Exercise description: Copy every line of the data below, and shift each answer coordinate by adding 124 to both of its numbers. Leave all other numbers unchanged.
#### Supplied records
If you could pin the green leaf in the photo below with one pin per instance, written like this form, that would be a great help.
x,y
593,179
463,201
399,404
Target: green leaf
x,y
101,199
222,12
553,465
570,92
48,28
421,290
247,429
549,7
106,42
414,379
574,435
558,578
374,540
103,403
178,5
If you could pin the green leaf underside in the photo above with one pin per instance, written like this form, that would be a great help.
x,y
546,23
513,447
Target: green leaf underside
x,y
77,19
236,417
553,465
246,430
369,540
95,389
########
Answer in full:
If you could pin the green leaf in the photo below with one pin per instance, written like this form, that would be a great help.
x,y
593,179
463,201
399,404
Target: green leaf
x,y
225,323
346,136
677,589
694,216
172,152
545,414
371,553
673,131
230,166
538,503
698,559
682,702
498,664
227,527
302,129
If you could pin the green leaf underside in the photo above with one pin per instance, written like this form, that would be a great help.
x,y
546,23
513,447
Target: green leaf underside
x,y
201,143
360,541
677,589
370,554
493,664
219,513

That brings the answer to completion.